Below are some records; output all of them exactly.
START THE DATA
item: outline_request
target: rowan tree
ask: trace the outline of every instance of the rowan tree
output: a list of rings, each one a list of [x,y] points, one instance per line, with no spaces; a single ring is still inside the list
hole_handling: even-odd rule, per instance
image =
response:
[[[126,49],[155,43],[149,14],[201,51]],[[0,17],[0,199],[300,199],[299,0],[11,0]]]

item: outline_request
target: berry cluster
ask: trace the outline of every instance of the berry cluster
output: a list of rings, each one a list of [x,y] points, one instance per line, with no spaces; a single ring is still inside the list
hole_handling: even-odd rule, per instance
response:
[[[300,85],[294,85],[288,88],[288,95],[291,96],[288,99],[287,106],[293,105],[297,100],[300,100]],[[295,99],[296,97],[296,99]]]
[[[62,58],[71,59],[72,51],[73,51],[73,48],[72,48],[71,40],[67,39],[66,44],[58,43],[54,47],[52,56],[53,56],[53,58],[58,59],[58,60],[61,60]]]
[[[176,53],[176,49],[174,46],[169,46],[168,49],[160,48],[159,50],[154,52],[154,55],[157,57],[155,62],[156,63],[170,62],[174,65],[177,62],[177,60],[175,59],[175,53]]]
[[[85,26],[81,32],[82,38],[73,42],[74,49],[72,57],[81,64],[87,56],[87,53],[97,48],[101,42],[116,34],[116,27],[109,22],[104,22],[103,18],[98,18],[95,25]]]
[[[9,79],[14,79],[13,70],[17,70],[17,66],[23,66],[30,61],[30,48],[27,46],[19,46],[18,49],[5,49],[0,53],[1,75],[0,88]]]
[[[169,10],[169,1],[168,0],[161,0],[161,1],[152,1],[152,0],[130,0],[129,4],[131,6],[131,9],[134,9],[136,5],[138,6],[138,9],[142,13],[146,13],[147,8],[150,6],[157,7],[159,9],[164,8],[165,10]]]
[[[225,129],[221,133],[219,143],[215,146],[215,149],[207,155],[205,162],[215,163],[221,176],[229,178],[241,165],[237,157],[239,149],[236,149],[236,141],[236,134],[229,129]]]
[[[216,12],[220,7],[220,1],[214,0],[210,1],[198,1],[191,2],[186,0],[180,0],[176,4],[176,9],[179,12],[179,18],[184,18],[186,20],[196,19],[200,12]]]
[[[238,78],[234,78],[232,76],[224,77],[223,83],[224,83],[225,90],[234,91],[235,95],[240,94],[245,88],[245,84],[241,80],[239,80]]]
END THE DATA
• ANSWER SECTION:
item: outline_request
target: rowan tree
ask: trace the outline of every instance of the rowan tree
output: a list of rings, each one a list of [x,y] points, one instance per line, with no spaces; a single ring is still inside the list
hole_handling: even-odd rule, per instance
image =
response:
[[[126,49],[155,43],[149,14],[201,51]],[[0,17],[0,199],[300,199],[299,0],[11,0]]]

item: outline_request
target: berry cluster
ask: trace the outline of every instance of the berry cluster
output: a list of rings, each one a list of [x,y] points, one instance per line, with no spaces; a single ring is still inside the list
hole_handling: even-odd rule, per instance
response:
[[[300,85],[294,85],[288,88],[288,95],[291,96],[288,99],[287,106],[293,105],[297,100],[300,100]],[[295,99],[296,97],[296,99]]]
[[[62,58],[71,59],[72,51],[73,51],[73,48],[72,48],[71,40],[67,39],[66,44],[58,43],[54,47],[52,56],[53,56],[53,58],[58,59],[58,60],[61,60]]]
[[[176,53],[176,49],[174,46],[169,46],[168,49],[160,48],[159,50],[154,52],[154,55],[157,57],[155,62],[156,63],[170,62],[174,65],[177,62],[177,60],[175,59],[175,53]]]
[[[85,26],[81,32],[82,38],[73,42],[74,49],[72,57],[81,64],[87,56],[87,53],[97,48],[101,42],[116,34],[116,27],[109,22],[104,22],[103,18],[98,18],[95,25]]]
[[[9,79],[14,79],[13,70],[17,70],[17,66],[23,66],[30,61],[30,48],[27,46],[19,46],[18,49],[5,49],[0,53],[1,75],[0,88]]]
[[[169,10],[169,1],[168,0],[161,0],[161,1],[152,1],[152,0],[130,0],[129,4],[131,6],[131,9],[134,9],[136,5],[138,6],[138,9],[142,13],[146,13],[147,8],[150,6],[157,7],[159,9],[164,8],[165,10]]]
[[[225,129],[221,133],[219,143],[215,146],[215,149],[207,155],[205,162],[215,163],[221,176],[229,178],[241,165],[237,157],[239,149],[236,149],[236,141],[236,134],[229,129]]]
[[[216,12],[220,7],[220,1],[214,0],[210,1],[198,1],[191,2],[186,0],[180,0],[176,4],[176,9],[179,12],[179,18],[184,18],[186,20],[196,19],[200,12]]]
[[[238,78],[234,78],[232,76],[224,77],[223,83],[224,83],[225,90],[234,91],[235,95],[240,94],[245,88],[245,84],[241,80],[239,80]]]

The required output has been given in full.